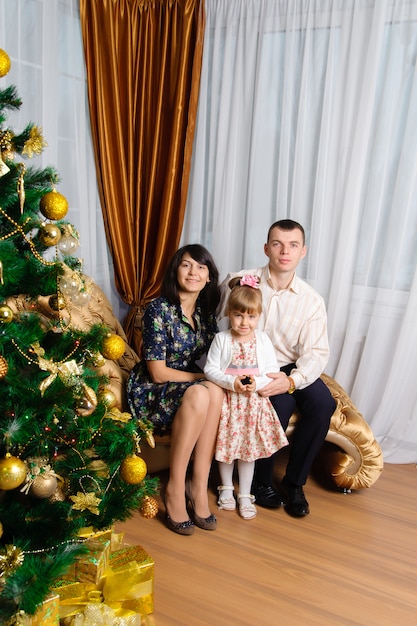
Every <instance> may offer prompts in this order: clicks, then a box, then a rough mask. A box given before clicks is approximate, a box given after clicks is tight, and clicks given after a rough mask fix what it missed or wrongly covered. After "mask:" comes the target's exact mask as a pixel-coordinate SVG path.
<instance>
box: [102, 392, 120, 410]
mask: <svg viewBox="0 0 417 626" xmlns="http://www.w3.org/2000/svg"><path fill="white" fill-rule="evenodd" d="M98 398H99V400H100V402H102V403H103V404H105V405H106V406H107V407H108V408H109V409H112V408H113V407H114V406H116V402H117V400H116V396H115V395H114V393H113V392H112V390H111V389H109V388H108V387H103V389H100V390H99V394H98Z"/></svg>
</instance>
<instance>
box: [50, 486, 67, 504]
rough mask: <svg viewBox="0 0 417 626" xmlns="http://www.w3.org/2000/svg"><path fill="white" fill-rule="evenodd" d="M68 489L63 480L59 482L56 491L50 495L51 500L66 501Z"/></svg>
mask: <svg viewBox="0 0 417 626" xmlns="http://www.w3.org/2000/svg"><path fill="white" fill-rule="evenodd" d="M65 498H66V489H65V485H64V483H63V482H60V483H58V485H57V488H56V489H55V491H54V493H53V494H52V495H51V496H50V497H49V502H65Z"/></svg>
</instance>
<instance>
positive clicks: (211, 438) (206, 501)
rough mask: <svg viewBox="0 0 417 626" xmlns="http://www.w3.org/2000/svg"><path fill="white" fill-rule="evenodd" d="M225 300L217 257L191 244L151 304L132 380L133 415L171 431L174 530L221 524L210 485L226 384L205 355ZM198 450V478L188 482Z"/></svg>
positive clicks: (165, 496)
mask: <svg viewBox="0 0 417 626" xmlns="http://www.w3.org/2000/svg"><path fill="white" fill-rule="evenodd" d="M218 302H219V287H218V270H217V268H216V266H215V263H214V261H213V258H212V256H211V255H210V253H209V252H208V250H206V249H205V248H204V247H203V246H201V245H199V244H192V245H188V246H183V247H182V248H180V249H179V250H178V251H177V252H176V253H175V255H174V257H173V258H172V260H171V262H170V263H169V265H168V268H167V270H166V272H165V276H164V278H163V281H162V287H161V296H160V297H159V298H156V299H155V300H153V301H152V302H150V303H149V305H148V306H147V307H146V309H145V312H144V315H143V327H142V331H143V360H142V361H140V362H139V363H138V364H137V365H136V366H135V367H134V369H133V370H132V372H131V374H130V377H129V380H128V385H127V394H128V401H129V406H130V408H131V410H132V412H133V414H136V415H137V416H138V418H142V419H147V420H149V421H151V422H152V423H153V425H154V433H155V434H156V435H164V434H167V433H169V432H170V433H171V448H170V473H169V480H168V483H167V486H166V490H165V497H164V500H165V517H166V523H167V526H168V528H169V529H170V530H172V531H174V532H176V533H179V534H181V535H191V534H192V533H193V532H194V525H197V526H199V527H200V528H203V529H204V530H214V529H215V528H216V524H217V521H216V518H215V516H214V515H213V514H212V513H211V512H210V510H209V506H208V495H207V483H208V477H209V473H210V468H211V463H212V459H213V454H214V444H215V440H216V435H217V427H218V422H219V416H220V409H221V405H222V401H223V390H222V389H221V388H220V387H218V386H217V385H215V384H214V383H211V382H208V381H207V380H206V379H205V376H204V373H203V371H202V369H201V368H200V367H199V366H198V364H197V361H198V360H199V359H200V358H201V357H202V356H204V355H205V354H206V353H207V351H208V349H209V347H210V344H211V342H212V340H213V337H214V335H215V334H216V332H217V324H216V319H215V310H216V307H217V305H218ZM193 451H194V457H193V473H192V479H191V480H190V481H187V483H186V473H187V468H188V464H189V461H190V458H191V454H192V453H193ZM186 499H187V500H188V502H189V504H190V505H191V511H192V518H193V519H190V518H189V516H188V513H187V502H186Z"/></svg>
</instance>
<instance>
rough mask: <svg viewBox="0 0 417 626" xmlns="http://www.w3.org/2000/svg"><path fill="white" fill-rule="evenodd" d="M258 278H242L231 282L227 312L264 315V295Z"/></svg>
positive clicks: (239, 277)
mask: <svg viewBox="0 0 417 626" xmlns="http://www.w3.org/2000/svg"><path fill="white" fill-rule="evenodd" d="M257 282H258V279H257V277H256V276H241V277H236V278H232V279H231V280H230V281H229V287H230V289H231V292H230V296H229V301H228V304H227V311H228V313H231V312H232V311H238V312H239V313H251V314H254V313H258V314H259V315H260V314H261V313H262V293H261V290H260V289H258V286H257Z"/></svg>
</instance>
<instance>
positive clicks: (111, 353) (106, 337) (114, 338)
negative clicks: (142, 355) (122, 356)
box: [101, 335, 125, 361]
mask: <svg viewBox="0 0 417 626" xmlns="http://www.w3.org/2000/svg"><path fill="white" fill-rule="evenodd" d="M124 351H125V341H124V339H123V337H120V335H107V337H106V338H105V339H104V341H103V346H102V348H101V353H102V355H103V356H104V357H105V358H106V359H110V361H117V359H120V357H121V356H123V354H124Z"/></svg>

++++++

● WHAT IS REQUIRED
The response should hold exactly the lines starting at the line with "278H242L231 282L227 312L264" and ending at the line with "negative clicks: (142, 355) (122, 356)", and no other line of the material above.

● COMPLETED EXERCISE
rough mask: <svg viewBox="0 0 417 626" xmlns="http://www.w3.org/2000/svg"><path fill="white" fill-rule="evenodd" d="M258 278H242L231 282L227 312L264 315V295Z"/></svg>
positive clicks: (239, 277)
mask: <svg viewBox="0 0 417 626" xmlns="http://www.w3.org/2000/svg"><path fill="white" fill-rule="evenodd" d="M257 282H258V279H257V277H256V276H241V277H236V278H232V279H231V280H230V281H229V287H230V289H231V292H230V296H229V301H228V304H227V311H228V313H231V312H232V311H238V312H239V313H251V314H254V313H258V314H259V315H260V314H261V313H262V293H261V290H260V289H258V286H257Z"/></svg>
</instance>
<instance>
positive clicks: (111, 353) (106, 337) (114, 338)
negative clicks: (142, 355) (122, 356)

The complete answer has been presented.